本文:
モーツァルト=“楽しい”そして“怖い”うたかたの人

モーツァルト=“楽しい”そして“怖い”うたかたの人

気軽enjoy! コンサートのある暮らし
File.9 モーツァルト
森光三朗(音楽ライター)

毎年年末になると、コンサート情報を隅々まで見回して、年明けにモーツァルトを聴ける楽しそうな演奏会を探す。
クラシック音楽ファンの王道といえば、クリスマスにバレエ『くるみ割り人形』を観劇し、年末にベートーヴェンの『第九』を聴く。お正月はほろ酔い気分でテレビの『ウィーンフィル・ニューイヤー・コンサート』。
でも、私の場合は何故かモーツァルト。
年の初めくらい、重苦しい音楽より、軽やかで、すがすがしいモーツァルトに癒されたい、という単純な理由もあるけれど、なによりもモーツァルトの“天才”に触れ、いち音楽ファンとして、今年も真面目に音楽と付き合っていこう、という健気な意味もある。

ウォルフガング・アマデウス・モーツァルト。
1756年にオーストリアのザルツブルクで生まれ、35歳の若さでウィーンで亡くなった大作曲家。オペラから器楽曲、宗教曲まで作品数600以上。譜面に音符を書きながら、違う曲を頭の中で作曲していた、なんて逸話も残されている。

言うまでもなく、どこまでも美しいその楽曲。
そして、どこまでも奔放なその性格。
「あまり上品ではない」冗談を好み、晩年は収入が減ったことに浪費癖も重なり、借金を求める手紙も残っているという。ついでに言えば「あまりお上品でないお言葉」連発の手紙も残されているようだ。

「こんな通俗的な男に神はなぜ特別な才能を与えたのか」

信心深かったウィーンの宮廷楽長サリエリの嫉妬と葛藤を描いた戯曲・映画『アマデウス』を観ると、だいぶ誇張はあるにしても、モーツァルトの生活ぶりがよくわかり、笑える。というか、ちょっと驚く。
傑作『アマデウス』はもちろんフィクションだけれど、当時、サリエリがモーツァルトを毒殺したという噂が流れたのは本当で、彼は死ぬまでその噂に悩まされたという。
かわいそうなサリエリ。“音楽の真実”に気づいてしまったばっかりに!

*アントニオ・サリエリ(1750〜1825)

“天才”モーツァルト。
その音楽を言葉にするのは難しい。
「まるで呼吸をするように作曲する」とも言われたモーツァルト。
構成はいたってシンプル。先輩ハイドンらが確立した、現在「古典主義」と呼ばれる文法にほぼ添ったもので、ベートーヴェンが目指した革新性への欲求や自己表現の苦労といったものは、あまり感じられない。実際、楽譜にも書き直した痕跡がほんど見られないという。

データ部分:

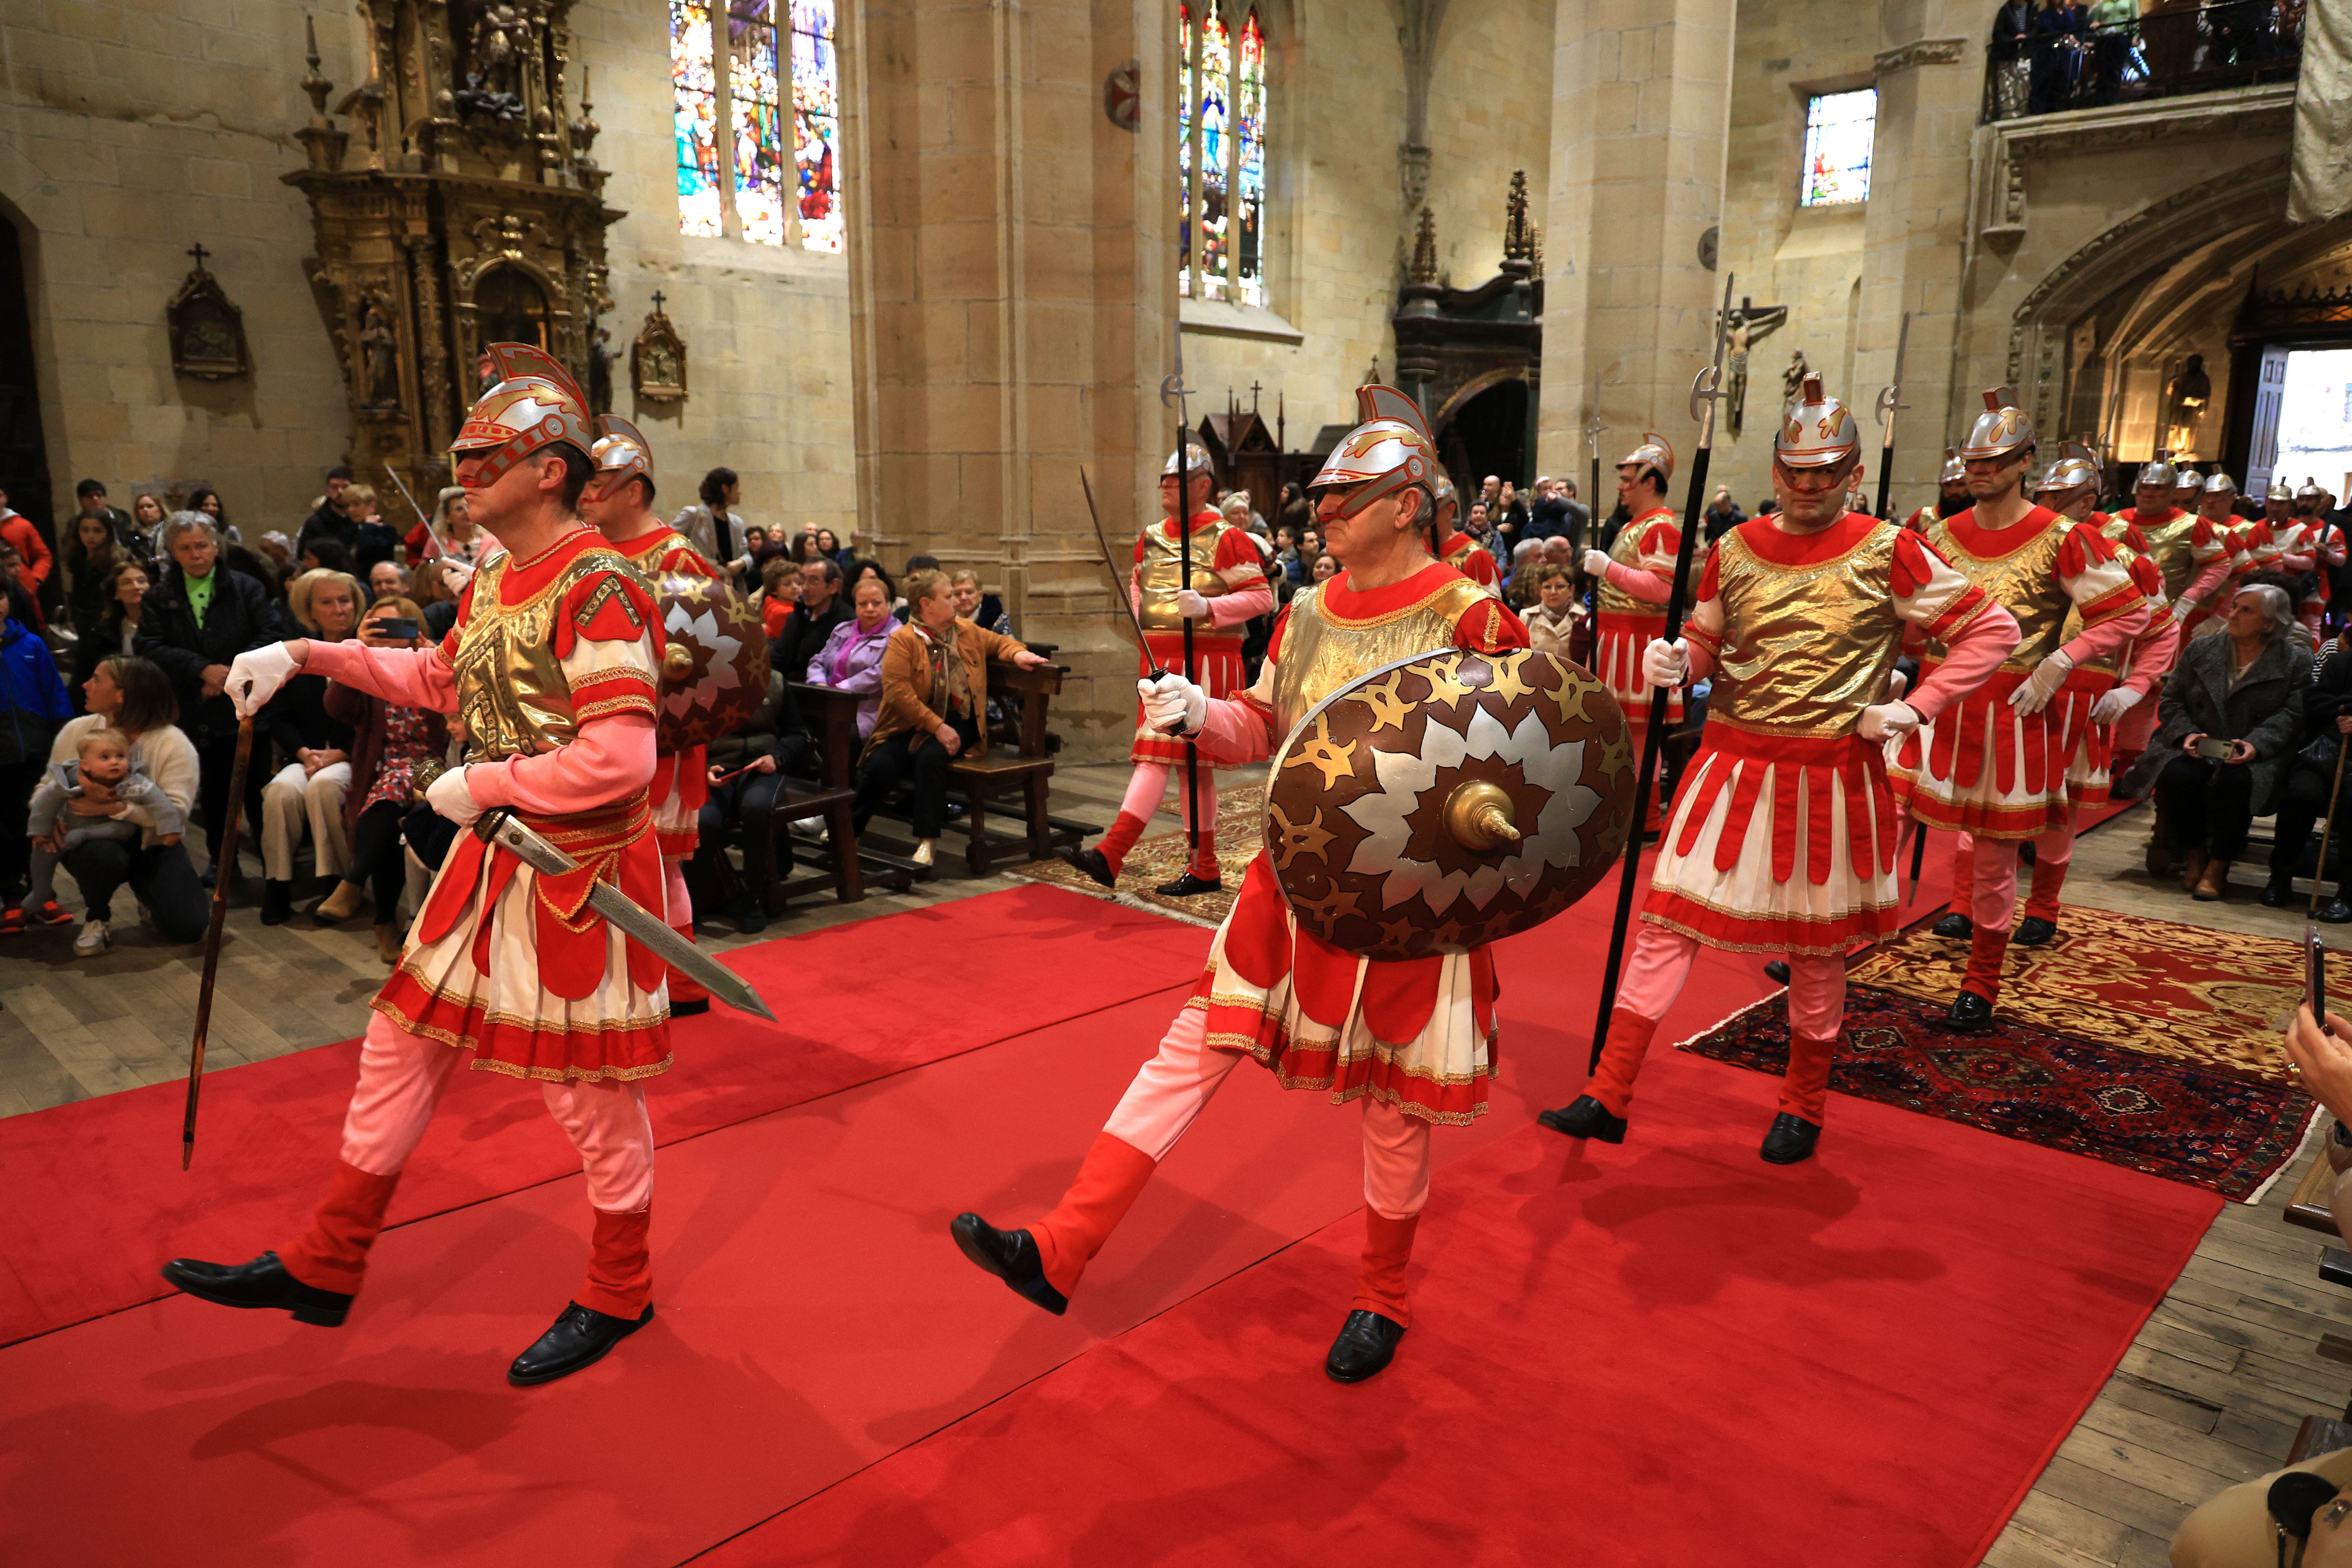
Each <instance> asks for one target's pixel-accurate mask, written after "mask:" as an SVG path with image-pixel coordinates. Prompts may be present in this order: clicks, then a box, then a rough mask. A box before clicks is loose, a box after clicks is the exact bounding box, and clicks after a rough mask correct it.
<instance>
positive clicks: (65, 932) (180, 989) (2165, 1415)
mask: <svg viewBox="0 0 2352 1568" xmlns="http://www.w3.org/2000/svg"><path fill="white" fill-rule="evenodd" d="M1249 778H1256V771H1240V773H1230V776H1228V780H1232V783H1240V780H1249ZM1124 790H1127V769H1124V766H1063V769H1058V771H1056V776H1054V811H1056V813H1058V816H1068V818H1077V820H1091V823H1101V825H1108V823H1110V818H1112V816H1115V813H1117V806H1120V797H1122V792H1124ZM1174 823H1176V802H1174V795H1171V797H1169V799H1167V804H1164V806H1162V823H1160V827H1162V830H1164V827H1174ZM2143 844H2145V813H2133V816H2126V818H2119V820H2117V823H2112V825H2107V827H2103V830H2098V832H2093V835H2091V837H2086V839H2084V842H2082V844H2079V846H2077V851H2074V870H2072V875H2070V879H2067V900H2070V903H2084V905H2096V907H2107V910H2122V912H2133V914H2150V917H2157V919H2173V922H2185V924H2201V926H2216V929H2234V931H2265V933H2279V936H2293V933H2296V931H2298V929H2300V922H2298V919H2296V917H2288V914H2286V912H2274V910H2263V907H2258V905H2256V903H2253V889H2251V886H2246V889H2241V891H2239V896H2237V898H2234V900H2232V903H2223V905H2201V903H2192V900H2190V898H2187V896H2183V893H2178V891H2176V889H2159V886H2154V884H2152V882H2150V879H2147V875H2145V870H2140V846H2143ZM943 846H946V849H953V851H955V853H953V856H943V875H941V877H938V879H936V882H929V884H917V886H915V891H910V893H903V896H894V893H880V896H870V898H866V900H863V903H858V905H837V903H830V900H802V903H797V905H795V907H793V912H790V914H783V917H779V919H774V922H769V929H767V931H764V933H762V936H760V938H741V936H734V933H729V931H724V929H722V931H717V933H710V936H706V938H703V943H706V945H708V947H715V950H727V947H736V945H741V943H746V940H767V938H776V936H790V933H795V931H814V929H821V926H833V924H840V922H851V919H873V917H880V914H891V912H896V910H910V907H924V905H934V903H943V900H950V898H969V896H974V893H988V891H997V889H1007V886H1016V879H1014V877H1004V875H997V877H985V879H971V877H964V875H960V867H962V858H960V844H957V839H955V835H950V837H948V839H946V844H943ZM2244 877H2246V879H2253V877H2258V872H2253V870H2249V872H2244ZM68 903H71V900H68ZM127 912H129V910H127V905H125V907H118V914H127ZM228 929H230V940H228V943H226V947H223V952H221V994H219V1001H216V1023H214V1044H212V1051H214V1058H212V1060H214V1063H219V1065H228V1063H245V1060H261V1058H266V1056H280V1053H285V1051H301V1048H308V1046H320V1044H332V1041H339V1039H350V1037H353V1034H358V1032H360V1027H362V1025H365V1001H367V997H369V994H372V992H374V987H376V985H379V983H381V980H383V964H381V961H379V959H376V950H374V938H372V933H369V929H367V924H365V922H358V924H353V926H348V929H334V931H315V929H308V926H306V924H303V922H299V919H296V922H289V924H285V926H275V929H263V926H261V924H259V919H256V914H254V910H252V907H238V910H233V912H230V922H228ZM2347 931H2352V929H2347ZM115 933H118V945H115V947H113V950H111V952H108V954H103V957H99V959H75V957H73V952H71V931H40V933H28V936H21V938H12V940H9V945H7V950H0V1009H5V1011H0V1114H16V1112H28V1110H40V1107H47V1105H64V1103H68V1100H80V1098H87V1095H99V1093H113V1091H118V1088H132V1086H139V1084H160V1081H172V1079H179V1077H181V1074H183V1072H186V1041H188V1030H191V1025H193V1009H195V987H198V973H200V959H198V952H195V950H193V947H172V945H165V943H158V940H155V938H153V933H148V931H143V929H139V926H134V924H132V922H118V926H115ZM2347 971H2352V966H2347ZM2291 1185H2293V1182H2291V1180H2288V1182H2279V1185H2277V1187H2274V1190H2272V1194H2270V1199H2267V1201H2265V1204H2263V1206H2258V1208H2249V1206H2244V1204H2230V1206H2225V1208H2223V1213H2220V1218H2218V1220H2216V1222H2213V1229H2211V1232H2209V1234H2206V1239H2204V1244H2201V1246H2199V1248H2197V1255H2194V1258H2192V1260H2190V1265H2187V1269H2185V1272H2183V1276H2180V1281H2178V1284H2176V1288H2173V1291H2171V1295H2169V1298H2166V1300H2164V1305H2161V1307H2159V1309H2157V1312H2154V1316H2152V1319H2150V1321H2147V1326H2145V1331H2143V1333H2140V1335H2138V1340H2136V1342H2133V1347H2131V1352H2129V1354H2126V1356H2124V1361H2122V1366H2119V1368H2117V1373H2114V1378H2110V1382H2107V1387H2105V1389H2103V1392H2100V1396H2098V1399H2096V1403H2093V1406H2091V1408H2089V1413H2086V1415H2084V1420H2082V1425H2077V1427H2074V1432H2072V1434H2070V1436H2067V1441H2065V1446H2063V1448H2060V1450H2058V1455H2056V1458H2053V1460H2051V1465H2049V1469H2046V1472H2044V1474H2042V1479H2039V1483H2037V1486H2034V1488H2032V1495H2027V1500H2025V1502H2023V1507H2020V1509H2018V1514H2016V1519H2013V1521H2011V1523H2009V1528H2006V1530H2004V1535H2002V1537H1999V1542H1997V1544H1994V1549H1992V1552H1990V1556H1987V1559H1985V1561H1987V1563H1992V1566H1997V1568H2060V1566H2063V1568H2086V1566H2091V1563H2110V1566H2129V1568H2157V1566H2161V1563H2164V1561H2166V1542H2169V1537H2171V1533H2173V1528H2178V1523H2180V1519H2185V1516H2187V1512H2190V1509H2192V1507H2194V1505H2197V1502H2201V1500H2204V1497H2209V1495H2213V1493H2218V1490H2220V1488H2223V1486H2230V1483H2234V1481H2244V1479H2251V1476H2258V1474H2263V1472H2267V1469H2277V1467H2279V1465H2281V1462H2284V1458H2286V1448H2288V1443H2291V1441H2293V1436H2296V1425H2298V1422H2300V1420H2303V1418H2305V1415H2333V1413H2338V1410H2343V1406H2345V1401H2347V1394H2352V1291H2338V1288H2333V1286H2324V1284H2319V1279H2317V1269H2319V1251H2321V1239H2319V1237H2317V1234H2312V1232H2298V1229H2288V1227H2286V1225H2284V1222H2281V1218H2279V1215H2281V1211H2284V1204H2286V1194H2288V1190H2291Z"/></svg>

課題 1:
モーツァルトについての本文で『』に入れて示されている題名を、重複を除いてすべて挙げてください。
課題 2:
モーツァルトについての本文のうち、「でも、私の場合は何故かモーツァルト。」で始まり「言うまでもなく、どこまでも美しいその楽曲。」まで続く部分を、一字も変えずに書き写してください。

解答 1:
くるみ割り人形
第九
ウィーンフィル・ニューイヤー・コンサート
アマデウス

解答 2:
でも、私の場合は何故かモーツァルト。
年の初めくらい、重苦しい音楽より、軽やかで、すがすがしいモーツァルトに癒されたい、という単純な理由もあるけれど、なによりもモーツァルトの“天才”に触れ、いち音楽ファンとして、今年も真面目に音楽と付き合っていこう、という健気な意味もある。

ウォルフガング・アマデウス・モーツァルト。
1756年にオーストリアのザルツブルクで生まれ、35歳の若さでウィーンで亡くなった大作曲家。オペラから器楽曲、宗教曲まで作品数600以上。譜面に音符を書きながら、違う曲を頭の中で作曲していた、なんて逸話も残されている。

言うまでもなく、どこまでも美しいその楽曲。